Your instructions
In the items from the line containing "Where can the car door" through the line containing "pixel 298 144", change every "innermost point" to "center point" and write out only those lines, leaving everything else in them as it is.

Extracted material
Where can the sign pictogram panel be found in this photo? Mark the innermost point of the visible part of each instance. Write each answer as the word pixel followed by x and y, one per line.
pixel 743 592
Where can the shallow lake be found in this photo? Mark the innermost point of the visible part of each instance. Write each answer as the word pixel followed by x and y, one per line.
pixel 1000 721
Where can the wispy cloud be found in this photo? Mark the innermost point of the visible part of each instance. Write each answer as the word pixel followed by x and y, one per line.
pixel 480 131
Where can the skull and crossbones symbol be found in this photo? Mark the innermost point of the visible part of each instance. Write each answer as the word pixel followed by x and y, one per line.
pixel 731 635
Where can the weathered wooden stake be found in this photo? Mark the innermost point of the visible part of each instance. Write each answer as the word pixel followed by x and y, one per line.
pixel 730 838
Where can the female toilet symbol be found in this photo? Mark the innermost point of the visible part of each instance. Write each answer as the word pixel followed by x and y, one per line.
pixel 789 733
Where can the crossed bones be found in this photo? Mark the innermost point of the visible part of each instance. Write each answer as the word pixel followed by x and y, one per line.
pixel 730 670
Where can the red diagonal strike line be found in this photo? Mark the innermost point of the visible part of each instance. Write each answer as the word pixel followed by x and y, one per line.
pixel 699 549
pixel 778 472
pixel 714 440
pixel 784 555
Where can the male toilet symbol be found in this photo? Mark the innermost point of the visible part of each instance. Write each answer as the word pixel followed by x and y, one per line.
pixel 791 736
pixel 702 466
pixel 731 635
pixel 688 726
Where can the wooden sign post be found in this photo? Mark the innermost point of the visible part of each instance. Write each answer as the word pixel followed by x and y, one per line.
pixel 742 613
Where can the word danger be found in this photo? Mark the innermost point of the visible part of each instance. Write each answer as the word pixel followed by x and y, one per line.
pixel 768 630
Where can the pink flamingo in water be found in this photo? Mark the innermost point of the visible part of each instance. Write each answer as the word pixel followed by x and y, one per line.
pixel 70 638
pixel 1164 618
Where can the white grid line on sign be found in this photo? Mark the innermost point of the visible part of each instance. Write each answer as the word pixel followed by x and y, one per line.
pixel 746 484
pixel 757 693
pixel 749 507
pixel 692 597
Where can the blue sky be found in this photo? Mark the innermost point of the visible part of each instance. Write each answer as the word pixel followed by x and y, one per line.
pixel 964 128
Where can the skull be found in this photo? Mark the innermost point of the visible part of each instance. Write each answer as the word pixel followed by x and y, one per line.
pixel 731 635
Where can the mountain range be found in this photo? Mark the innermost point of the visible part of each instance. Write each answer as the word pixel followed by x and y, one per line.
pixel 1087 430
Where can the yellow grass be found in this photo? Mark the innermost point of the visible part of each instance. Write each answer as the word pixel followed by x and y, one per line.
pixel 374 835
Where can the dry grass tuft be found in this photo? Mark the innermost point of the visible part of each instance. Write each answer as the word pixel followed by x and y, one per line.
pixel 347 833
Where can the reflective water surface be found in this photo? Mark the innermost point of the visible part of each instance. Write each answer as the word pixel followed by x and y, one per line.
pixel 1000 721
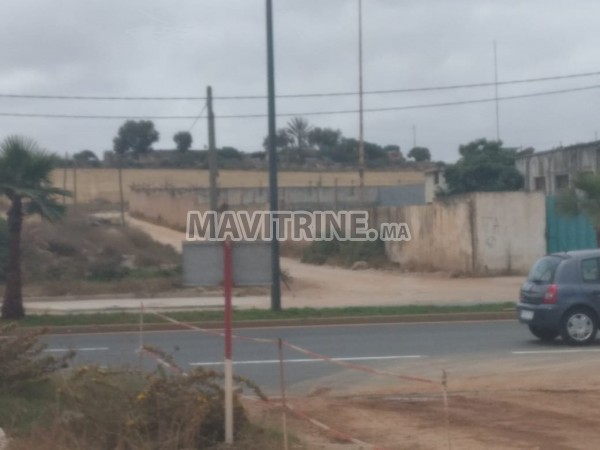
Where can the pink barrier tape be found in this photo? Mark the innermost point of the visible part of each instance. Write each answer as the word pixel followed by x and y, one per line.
pixel 344 364
pixel 339 435
pixel 358 366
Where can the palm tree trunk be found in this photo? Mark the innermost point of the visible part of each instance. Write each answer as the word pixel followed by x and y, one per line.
pixel 12 307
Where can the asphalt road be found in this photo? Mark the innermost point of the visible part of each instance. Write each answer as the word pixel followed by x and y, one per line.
pixel 405 348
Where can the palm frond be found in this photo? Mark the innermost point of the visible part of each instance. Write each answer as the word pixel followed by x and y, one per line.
pixel 25 171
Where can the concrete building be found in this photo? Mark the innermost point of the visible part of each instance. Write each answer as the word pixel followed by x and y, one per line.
pixel 434 180
pixel 552 170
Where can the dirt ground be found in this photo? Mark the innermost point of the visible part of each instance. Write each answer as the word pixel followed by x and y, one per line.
pixel 542 401
pixel 544 404
pixel 327 286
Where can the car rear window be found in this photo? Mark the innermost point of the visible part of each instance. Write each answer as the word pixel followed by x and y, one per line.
pixel 544 269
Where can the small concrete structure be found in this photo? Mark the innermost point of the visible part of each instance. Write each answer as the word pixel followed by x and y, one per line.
pixel 434 181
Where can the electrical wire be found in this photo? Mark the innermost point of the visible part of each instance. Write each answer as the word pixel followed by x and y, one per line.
pixel 307 95
pixel 306 113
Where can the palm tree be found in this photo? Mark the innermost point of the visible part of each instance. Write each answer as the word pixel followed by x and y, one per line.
pixel 25 172
pixel 583 197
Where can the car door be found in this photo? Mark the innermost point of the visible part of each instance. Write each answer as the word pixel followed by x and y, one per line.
pixel 589 270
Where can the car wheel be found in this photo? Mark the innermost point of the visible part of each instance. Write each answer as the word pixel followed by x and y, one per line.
pixel 543 333
pixel 578 326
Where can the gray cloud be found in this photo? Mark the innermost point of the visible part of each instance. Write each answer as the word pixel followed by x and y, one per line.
pixel 177 48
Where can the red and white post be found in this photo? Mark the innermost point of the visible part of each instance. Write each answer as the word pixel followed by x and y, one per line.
pixel 228 280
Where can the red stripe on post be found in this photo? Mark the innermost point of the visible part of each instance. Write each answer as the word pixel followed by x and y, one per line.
pixel 228 280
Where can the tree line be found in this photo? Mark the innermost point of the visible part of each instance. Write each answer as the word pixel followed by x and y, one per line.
pixel 298 144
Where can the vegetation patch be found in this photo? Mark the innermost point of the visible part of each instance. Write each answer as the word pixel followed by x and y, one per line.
pixel 346 253
pixel 87 255
pixel 45 405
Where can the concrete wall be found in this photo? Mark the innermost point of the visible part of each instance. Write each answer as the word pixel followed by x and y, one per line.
pixel 479 233
pixel 440 232
pixel 510 231
pixel 170 206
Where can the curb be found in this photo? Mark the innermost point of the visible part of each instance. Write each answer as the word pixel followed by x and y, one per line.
pixel 357 320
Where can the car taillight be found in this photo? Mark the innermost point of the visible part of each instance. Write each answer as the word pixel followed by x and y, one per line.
pixel 551 295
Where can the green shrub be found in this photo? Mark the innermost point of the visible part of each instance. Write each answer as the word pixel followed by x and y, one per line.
pixel 319 252
pixel 345 253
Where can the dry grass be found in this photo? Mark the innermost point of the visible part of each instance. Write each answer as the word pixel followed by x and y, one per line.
pixel 87 255
pixel 102 183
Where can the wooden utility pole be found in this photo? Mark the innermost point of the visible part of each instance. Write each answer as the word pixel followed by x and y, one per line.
pixel 361 137
pixel 272 153
pixel 121 196
pixel 74 181
pixel 496 92
pixel 65 177
pixel 212 153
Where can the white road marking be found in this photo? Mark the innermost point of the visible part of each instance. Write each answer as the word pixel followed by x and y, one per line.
pixel 83 349
pixel 304 360
pixel 540 352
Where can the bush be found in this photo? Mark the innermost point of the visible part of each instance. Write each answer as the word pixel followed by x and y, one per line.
pixel 118 409
pixel 319 252
pixel 345 253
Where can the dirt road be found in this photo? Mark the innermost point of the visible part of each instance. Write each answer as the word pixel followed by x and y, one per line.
pixel 535 402
pixel 326 286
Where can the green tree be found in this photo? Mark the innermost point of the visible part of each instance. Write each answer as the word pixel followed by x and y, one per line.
pixel 419 154
pixel 483 166
pixel 298 128
pixel 183 140
pixel 86 158
pixel 25 172
pixel 282 140
pixel 324 138
pixel 137 136
pixel 583 197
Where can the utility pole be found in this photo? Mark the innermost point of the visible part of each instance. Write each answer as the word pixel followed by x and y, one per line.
pixel 361 137
pixel 212 157
pixel 74 181
pixel 273 200
pixel 496 92
pixel 65 161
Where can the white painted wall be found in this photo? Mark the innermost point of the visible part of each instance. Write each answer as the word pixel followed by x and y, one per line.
pixel 479 233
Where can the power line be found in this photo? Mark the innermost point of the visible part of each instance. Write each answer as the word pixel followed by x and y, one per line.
pixel 309 113
pixel 308 95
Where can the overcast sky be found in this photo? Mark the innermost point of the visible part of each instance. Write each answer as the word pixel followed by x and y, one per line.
pixel 177 48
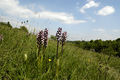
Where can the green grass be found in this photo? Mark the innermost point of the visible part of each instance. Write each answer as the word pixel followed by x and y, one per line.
pixel 75 64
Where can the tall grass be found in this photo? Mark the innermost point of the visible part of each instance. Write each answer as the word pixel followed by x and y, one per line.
pixel 75 64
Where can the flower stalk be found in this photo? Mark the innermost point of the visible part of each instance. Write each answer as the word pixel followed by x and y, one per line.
pixel 58 37
pixel 63 39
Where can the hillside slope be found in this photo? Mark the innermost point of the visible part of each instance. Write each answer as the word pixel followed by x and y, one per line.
pixel 75 64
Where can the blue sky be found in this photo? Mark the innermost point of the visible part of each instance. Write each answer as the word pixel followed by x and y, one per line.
pixel 82 19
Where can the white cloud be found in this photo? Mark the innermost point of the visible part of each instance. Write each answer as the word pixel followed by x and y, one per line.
pixel 90 4
pixel 107 10
pixel 12 7
pixel 99 30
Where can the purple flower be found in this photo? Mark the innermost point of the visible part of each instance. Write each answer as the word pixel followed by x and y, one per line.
pixel 45 37
pixel 63 38
pixel 40 38
pixel 58 34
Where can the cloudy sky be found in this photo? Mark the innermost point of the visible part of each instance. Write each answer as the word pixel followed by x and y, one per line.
pixel 82 19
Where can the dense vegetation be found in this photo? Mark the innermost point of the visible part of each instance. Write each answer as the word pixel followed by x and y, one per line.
pixel 109 47
pixel 18 60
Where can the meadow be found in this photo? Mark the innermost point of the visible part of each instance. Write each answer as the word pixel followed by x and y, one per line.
pixel 19 60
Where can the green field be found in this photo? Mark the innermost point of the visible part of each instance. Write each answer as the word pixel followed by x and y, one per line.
pixel 74 64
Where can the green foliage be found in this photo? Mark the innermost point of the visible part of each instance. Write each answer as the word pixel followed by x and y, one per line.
pixel 24 29
pixel 107 47
pixel 52 37
pixel 18 60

Written solution
Where can the car door be found in this photo? Mark the center point of the visible part of each instance. Write each answer as the word pixel followed by x and y, one per line.
pixel 589 270
Where can the car wheel be found in this photo? Mark the center point of the visible part of each instance. Write each answer as the word pixel followed by x and y, one per line.
pixel 543 333
pixel 578 326
Where can the gray cloud be found in this photo? Mark the center point of the visible part of each instance. Write each answer as the word pixel followed by x and y, one per line.
pixel 177 48
Where can the red and white post be found in this photo? Mark the center point of the visible part of each instance. Write each answer as the word pixel followed by x and y, one per line.
pixel 228 280
Where can the red stripe on post be found in this photo? Mark the center point of the visible part of each instance. Write each answer as the word pixel followed by x and y, one per line.
pixel 228 280
Where can the tree line be found in this photo? Mark the center point of the visible part of each instance. Write each answer as the word pixel followed by x and y, one per line.
pixel 298 144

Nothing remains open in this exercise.